◆ SHORT PROBLEM
Reproduce, character for character, the portion of the Kent Richardson biography that opens with the words containing "Kent Richardson (born" and closes with "for Jeff Hughley.".

Kent Richardson (born April 21, 1987) is an American football cornerback who is a free agent. He played college football at West Virginia.

Professional career

Philadelphia Soul
In 2011, Richardson signed to play for the Philadelphia Soul of the Arena Football League. In 2012, he led the league in interceptions with 14, and was named the Defensive Back of the Year, as well as earning First-team All-Arena.

Cleveland Browns
After re-signing with the Soul for 2013, he was placed on other league exempt list due to his signing of a futures contract with the Cleveland Browns.

Jacksonville Sharks
After his release from the Browns, the Soul traded Richardson to the Jacksonville Sharks for Jeff Hughley.

Return to Soul
On February 27, 2014, Richardson was traded back to the Soul for Hughley once again.

Toronto Argonauts
On April 15, 2014, Richardson signed with the Toronto Argonauts of the Canadian Football League. He was released in June and re-joined the Soul.

Orlando Predators
On November 16, 2015, Richardson was assigned to the Orlando Predators.

◆ RECORDS
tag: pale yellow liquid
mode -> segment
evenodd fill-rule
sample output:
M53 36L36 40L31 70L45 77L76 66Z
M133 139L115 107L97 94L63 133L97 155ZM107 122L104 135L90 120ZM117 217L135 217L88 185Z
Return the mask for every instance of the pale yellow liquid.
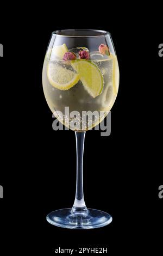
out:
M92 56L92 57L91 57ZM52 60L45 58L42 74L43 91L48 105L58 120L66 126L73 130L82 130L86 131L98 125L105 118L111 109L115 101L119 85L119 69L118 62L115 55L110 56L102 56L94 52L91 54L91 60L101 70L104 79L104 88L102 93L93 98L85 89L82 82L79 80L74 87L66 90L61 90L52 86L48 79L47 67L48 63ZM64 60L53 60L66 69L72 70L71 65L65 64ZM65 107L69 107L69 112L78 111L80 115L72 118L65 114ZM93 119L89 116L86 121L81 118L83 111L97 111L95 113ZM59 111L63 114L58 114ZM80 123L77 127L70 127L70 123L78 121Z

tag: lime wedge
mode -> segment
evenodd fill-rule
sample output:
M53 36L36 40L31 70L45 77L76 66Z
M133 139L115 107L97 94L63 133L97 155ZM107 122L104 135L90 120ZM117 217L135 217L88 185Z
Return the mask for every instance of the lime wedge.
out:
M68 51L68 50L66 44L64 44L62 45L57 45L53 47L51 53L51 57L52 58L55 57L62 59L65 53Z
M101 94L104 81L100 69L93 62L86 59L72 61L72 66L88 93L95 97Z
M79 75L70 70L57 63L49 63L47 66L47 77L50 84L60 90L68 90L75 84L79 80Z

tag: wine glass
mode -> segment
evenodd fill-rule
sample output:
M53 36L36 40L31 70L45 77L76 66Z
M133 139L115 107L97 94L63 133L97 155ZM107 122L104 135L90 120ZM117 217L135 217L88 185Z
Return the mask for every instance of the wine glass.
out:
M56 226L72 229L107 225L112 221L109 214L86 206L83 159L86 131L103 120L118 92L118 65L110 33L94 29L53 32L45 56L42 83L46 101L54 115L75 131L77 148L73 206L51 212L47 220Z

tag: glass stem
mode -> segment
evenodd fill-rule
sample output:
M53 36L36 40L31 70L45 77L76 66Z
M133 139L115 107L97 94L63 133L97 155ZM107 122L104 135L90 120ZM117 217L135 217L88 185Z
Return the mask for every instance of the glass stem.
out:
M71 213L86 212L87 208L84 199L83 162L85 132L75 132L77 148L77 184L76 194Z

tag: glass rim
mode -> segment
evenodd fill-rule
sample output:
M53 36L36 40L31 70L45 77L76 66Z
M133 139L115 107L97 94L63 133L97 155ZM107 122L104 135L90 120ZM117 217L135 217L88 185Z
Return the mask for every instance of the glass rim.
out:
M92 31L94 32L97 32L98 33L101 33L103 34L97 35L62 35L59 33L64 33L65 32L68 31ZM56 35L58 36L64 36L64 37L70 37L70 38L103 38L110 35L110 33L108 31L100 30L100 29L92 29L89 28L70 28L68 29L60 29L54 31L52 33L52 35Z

...

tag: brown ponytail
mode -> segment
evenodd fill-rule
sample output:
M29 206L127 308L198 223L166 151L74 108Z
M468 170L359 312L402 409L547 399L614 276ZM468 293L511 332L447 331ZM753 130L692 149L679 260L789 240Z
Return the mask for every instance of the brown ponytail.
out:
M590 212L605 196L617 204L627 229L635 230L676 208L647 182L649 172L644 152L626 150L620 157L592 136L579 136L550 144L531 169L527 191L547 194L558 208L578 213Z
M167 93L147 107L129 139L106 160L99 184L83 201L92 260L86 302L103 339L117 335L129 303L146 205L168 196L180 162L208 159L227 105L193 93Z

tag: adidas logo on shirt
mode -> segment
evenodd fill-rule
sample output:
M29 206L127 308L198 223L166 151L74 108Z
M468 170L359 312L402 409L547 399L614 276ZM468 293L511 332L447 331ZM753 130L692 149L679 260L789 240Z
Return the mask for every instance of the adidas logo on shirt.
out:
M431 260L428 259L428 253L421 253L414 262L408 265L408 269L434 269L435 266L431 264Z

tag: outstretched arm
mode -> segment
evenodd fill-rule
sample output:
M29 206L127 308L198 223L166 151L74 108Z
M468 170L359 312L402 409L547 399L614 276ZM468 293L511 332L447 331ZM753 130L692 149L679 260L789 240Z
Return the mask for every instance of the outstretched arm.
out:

◆ EXERCISE ANSWER
Kent Richardson (born April 21, 1987) is an American football cornerback who is a free agent. He played college football at West Virginia.

Professional career

Philadelphia Soul
In 2011, Richardson signed to play for the Philadelphia Soul of the Arena Football League. In 2012, he led the league in interceptions with 14, and was named the Defensive Back of the Year, as well as earning First-team All-Arena.

Cleveland Browns
After re-signing with the Soul for 2013, he was placed on other league exempt list due to his signing of a futures contract with the Cleveland Browns.

Jacksonville Sharks
After his release from the Browns, the Soul traded Richardson to the Jacksonville Sharks for Jeff Hughley.